• _La consigna_:
¿Qué perspectivas surgidas del Sur global nombra el texto como complemento del análisis desde Marx? Enuméralas todas.

• _Texto_:
Por cierto, el análisis desde Marx es necesario, pero no basta; debe complementarse por otras propuestas, incluidas las que emana del Sur global como las perspectivas del sumak kawsay o Buen Vivir, del eco-svarag, del ubuntu, del comunitarismo; incluyendo las versiones críticamente reflexivas de las principales religiones y, por supuesto, los aportes de la convivialidad de Ivan Illich para construir una sociedad que permita a todos sus miembros la acción más autónoma y creativa posible, usando herramientas controlables por ellos mismos. En una transición como ésta, crítica y acción requieren nuevas narrativas imaginativas, combinadas con soluciones materiales prácticas. Tejer resistencias y sumar proyectos alternativas potenciará el tránsito por senderos pluriversales.

Ya no podemos hacer lo mismo, aunque lo hagamos mejor. Ya no podemos confiar en crear “corporaciones más responsables” o “burocracias reguladoras eficientes”; ni siquiera basta con reconocer la ciudadanía plena para los “de color”, “viejos”, “discapacitados”, “mujeres” o “queer” dentro del pluralismo liberal. Del mismo modo, no bastan los parches “prístinos” de la Naturaleza, de poco efecto sobre el colapso de la biodiversidad. Ninguna opción basta si no se ataca el corazón de la crisis sistémica mundial: el capitalismo y sus ansías infinitas de poder expresadas en una acumulación depredadora tanto de la vida humana como de las demás formas de vida.

En aquellos esfuerzos parciales que no cuestionan al capital, el fantasma del “desarrollo” se reencarna de infinitas maneras, pues los remedios de corto plazo desde el poder solo sostienen el statu quo Norte-Sur, el patriarcado, la colonialidad y el divorcio Humanidad-Naturaleza. Por supuesto, incluso las mejores intenciones –carentes de horizontes postcapitalistas- pueden llevar, sin quererlo, a soluciones superficiales, falsas y hasta agravantes de los problemas globales. Eso sí, es difícil distinguir las iniciativas “convencionales”, “falsas” o “superficiales” de aquellas “transformadoras radicales”. Además, en el proceso de transición muchas propuestas hoy innovadoras irán perdiendo su vigencia en el camino. Pero justamente tendremos que aceptar esta dialéctica en donde hasta las propuestas más potentes deberán reemplazarse por propuestas superiores, aunque la superación no provenga desde nuestra cosmovisión.

Aquí caben las palabras del notable sociólogo alicantino José María Tortosa en su libro “Maldesarrollo y malvivir – pobreza y violencia a escala mundial” (2011):

“La tarea es enorme y, precisamente por ello, no hay por qué hacerle ascos a compañeros de viaje, compañeros de marcha que no compartan otras variables. Los ateos podrían trabajar con los agnósticos y los creyentes, los budistas con los cristianos, los católicos con los protestantes. Los que pueden tener motivaciones para alterar el funcionamiento del sistema las tienen originadas en religiones o en ideologías bien concretas y comparten una cierta idea de la justicia aunque no compartan la cosmovisión. No importa. De lo que se trata desde esta perspectiva es ponerse a marcar el paso en una misma dirección: la de una sociedad más justa y, por tanto, menos empobrecida y violenta. La acumulación de pequeñas reformas podría ser, entonces, revolucionaria. Por eso ninguna de éstas tiene que ser despreciada si, unidas a las demás, puede producir el salto cualitativo: aislada puede tener sentido, ligada a las demás lo puede tener con mucha más razón ya que ya no sólo se tratará de afrontar necesidades locales sino que puede coadyuvar en el cambio de las reglas del juego.”

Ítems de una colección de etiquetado

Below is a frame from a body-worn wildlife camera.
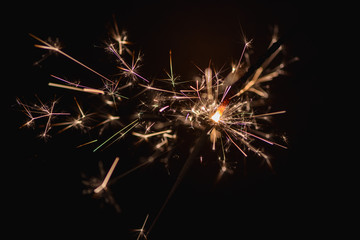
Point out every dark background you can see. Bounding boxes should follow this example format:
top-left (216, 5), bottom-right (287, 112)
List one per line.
top-left (2, 1), bottom-right (342, 239)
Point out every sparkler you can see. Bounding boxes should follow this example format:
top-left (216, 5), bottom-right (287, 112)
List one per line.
top-left (17, 19), bottom-right (294, 239)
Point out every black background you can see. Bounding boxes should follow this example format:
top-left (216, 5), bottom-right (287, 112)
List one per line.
top-left (6, 1), bottom-right (342, 239)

• _Solución del ejercicio_:
- sumak kawsay o Buen Vivir
- eco-svarag
- ubuntu
- comunitarismo